■ **Text passage**
One out of 10 small business owners in South Korean opted to close businesses for good, while three out of five small business employers deliberated the option when the level 2.5 social distancing guidelines that forced night curfew and business suspensions was extended into the second week around Seoul.
According to a survey done by job portal operator Mediawill Networks on Thursday, 58.5 percent of 234 member employers said they have thought about closing down since the government strengthened the social distancing measures to level 2.5. The portion went up to 68.6 percent for businesses designated as high-risk facilities such as clubs, bars and internet cafes, compared with 52.6 percent for mid- to low-risk facility owners.
Almost seven out of 10 business owners, 67.9 percent, said their sales have shrunk since the level 2.5 measures took effect, with 28.9 percent reporting a drop from 30 to 49 percent, 27.6 percent 50 to 69 percent, 20.1 percent 10 to 29 percent, 17.6 percent 70 to 100 percent and 5.6 percent 1 to 9 percent.

■ **Assignment 1**
The report on Seoul small businesses under level 2.5 distancing gives several ranges of sales decline. List each range with the share of business owners who reported it.
■ **Assignment 2**
Pick up the report on Seoul small businesses under level 2.5 distancing after its final sentence, and write the paragraph that would come next.

■ **Listed records**
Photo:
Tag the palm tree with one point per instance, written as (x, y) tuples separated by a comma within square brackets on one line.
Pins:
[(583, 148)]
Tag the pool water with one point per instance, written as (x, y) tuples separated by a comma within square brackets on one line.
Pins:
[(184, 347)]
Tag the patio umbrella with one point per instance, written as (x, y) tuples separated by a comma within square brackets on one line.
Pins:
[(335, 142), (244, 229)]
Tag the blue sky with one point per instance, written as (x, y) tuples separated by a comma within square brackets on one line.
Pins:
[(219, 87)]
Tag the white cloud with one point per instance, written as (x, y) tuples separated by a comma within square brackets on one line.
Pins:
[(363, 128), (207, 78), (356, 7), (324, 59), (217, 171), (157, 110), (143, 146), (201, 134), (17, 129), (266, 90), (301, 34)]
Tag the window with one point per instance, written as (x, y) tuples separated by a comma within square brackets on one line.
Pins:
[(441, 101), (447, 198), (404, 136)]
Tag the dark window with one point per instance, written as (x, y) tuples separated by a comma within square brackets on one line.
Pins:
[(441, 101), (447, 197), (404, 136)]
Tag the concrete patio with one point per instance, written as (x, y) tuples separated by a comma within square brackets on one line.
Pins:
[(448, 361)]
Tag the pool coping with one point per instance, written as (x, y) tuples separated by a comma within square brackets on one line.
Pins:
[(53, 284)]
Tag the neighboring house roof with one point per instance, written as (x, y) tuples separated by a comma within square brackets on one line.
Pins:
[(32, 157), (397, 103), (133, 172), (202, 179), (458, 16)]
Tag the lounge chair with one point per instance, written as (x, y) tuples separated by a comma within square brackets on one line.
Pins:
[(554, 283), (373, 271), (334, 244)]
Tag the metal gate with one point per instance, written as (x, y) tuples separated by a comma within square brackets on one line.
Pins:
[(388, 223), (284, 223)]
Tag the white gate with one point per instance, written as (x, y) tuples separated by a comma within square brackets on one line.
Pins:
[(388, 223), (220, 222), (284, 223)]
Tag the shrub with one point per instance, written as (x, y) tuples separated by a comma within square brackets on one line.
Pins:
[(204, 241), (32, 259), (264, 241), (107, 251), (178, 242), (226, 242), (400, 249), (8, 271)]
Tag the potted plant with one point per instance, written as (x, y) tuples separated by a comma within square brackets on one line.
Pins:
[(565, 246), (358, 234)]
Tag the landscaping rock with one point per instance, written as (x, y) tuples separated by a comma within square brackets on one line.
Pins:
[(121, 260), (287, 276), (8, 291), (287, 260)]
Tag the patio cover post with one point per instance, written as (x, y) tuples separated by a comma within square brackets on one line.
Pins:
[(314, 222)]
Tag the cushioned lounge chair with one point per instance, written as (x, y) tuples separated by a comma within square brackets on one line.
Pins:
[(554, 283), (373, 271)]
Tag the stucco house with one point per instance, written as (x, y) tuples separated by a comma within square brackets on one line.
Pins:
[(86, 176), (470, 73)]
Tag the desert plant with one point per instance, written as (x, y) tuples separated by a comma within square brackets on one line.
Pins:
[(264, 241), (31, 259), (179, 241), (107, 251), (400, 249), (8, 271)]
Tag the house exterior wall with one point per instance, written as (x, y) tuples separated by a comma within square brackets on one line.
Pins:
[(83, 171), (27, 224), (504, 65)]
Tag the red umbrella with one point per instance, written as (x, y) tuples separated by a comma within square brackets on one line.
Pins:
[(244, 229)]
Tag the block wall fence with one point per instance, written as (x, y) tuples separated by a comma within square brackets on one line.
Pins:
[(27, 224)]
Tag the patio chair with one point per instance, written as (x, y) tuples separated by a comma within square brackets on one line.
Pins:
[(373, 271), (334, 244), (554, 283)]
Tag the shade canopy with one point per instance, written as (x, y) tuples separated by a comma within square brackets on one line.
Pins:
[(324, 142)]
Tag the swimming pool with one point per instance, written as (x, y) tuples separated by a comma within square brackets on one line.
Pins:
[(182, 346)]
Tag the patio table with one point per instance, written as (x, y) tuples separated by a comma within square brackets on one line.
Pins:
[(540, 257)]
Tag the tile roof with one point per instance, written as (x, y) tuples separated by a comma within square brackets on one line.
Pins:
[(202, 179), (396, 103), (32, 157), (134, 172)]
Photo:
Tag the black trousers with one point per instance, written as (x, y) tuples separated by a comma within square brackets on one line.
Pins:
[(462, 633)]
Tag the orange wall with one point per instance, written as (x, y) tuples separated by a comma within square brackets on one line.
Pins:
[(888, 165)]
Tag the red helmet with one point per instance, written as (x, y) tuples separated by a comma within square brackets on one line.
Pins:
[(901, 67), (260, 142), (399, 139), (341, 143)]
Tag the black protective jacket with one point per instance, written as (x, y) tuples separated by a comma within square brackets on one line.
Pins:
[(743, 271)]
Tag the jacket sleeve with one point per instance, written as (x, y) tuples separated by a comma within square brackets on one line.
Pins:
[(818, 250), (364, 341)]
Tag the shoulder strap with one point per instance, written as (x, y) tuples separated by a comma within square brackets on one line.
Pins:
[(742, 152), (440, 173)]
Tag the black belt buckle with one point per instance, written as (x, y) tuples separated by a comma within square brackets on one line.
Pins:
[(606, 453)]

■ **Written reply 1**
- 30 to 49 percent: 28.9 percent of owners
- 50 to 69 percent: 27.6 percent
- 10 to 29 percent: 20.1 percent
- 70 to 100 percent: 17.6 percent
- 1 to 9 percent: 5.6 percent

■ **Written reply 2**
While 20.9 percent said they are making losses, just 10 percent of the respondents said their sales have maintained or improved.
Most of 67.5 percent said the number of customers has dropped when asked about changes amid the stricter social distancing restrictions. It was followed by job cuts at 40.6 percent, reducing operation hours 29.4 percent, temporary business suspension 25.2 percent, increased jobs of owners 15.3 percent, and increased to-go or delivery orders 11.1 percent including multiple answers.
More than half of 50.5 percent of shop owners who have let go of part time workers said they are willing to hire more workers if the situations get better, while 20 percent said they will not increase hiring for the time being.
A majority of 58.9 percent of the respondents said the social distancing measures don’t need to be strengthened to level 3, or full-scale lockdown, to prevent further economic fallout. But 44 percent said the measures should be tightened to the highest 3 level to stop the spread of the virus.
According to a separate survey by the Federation of Korean Industries released on Thursday, net profit of small businesses including restaurants, convenience stores and beauty salons is expected to plunge 42 percent in the second half of the year compared to a year earlier. Their sales and net income during the first six months of the year declined 27.2 percent and 32.9 percent on year, respectively, the FKI said.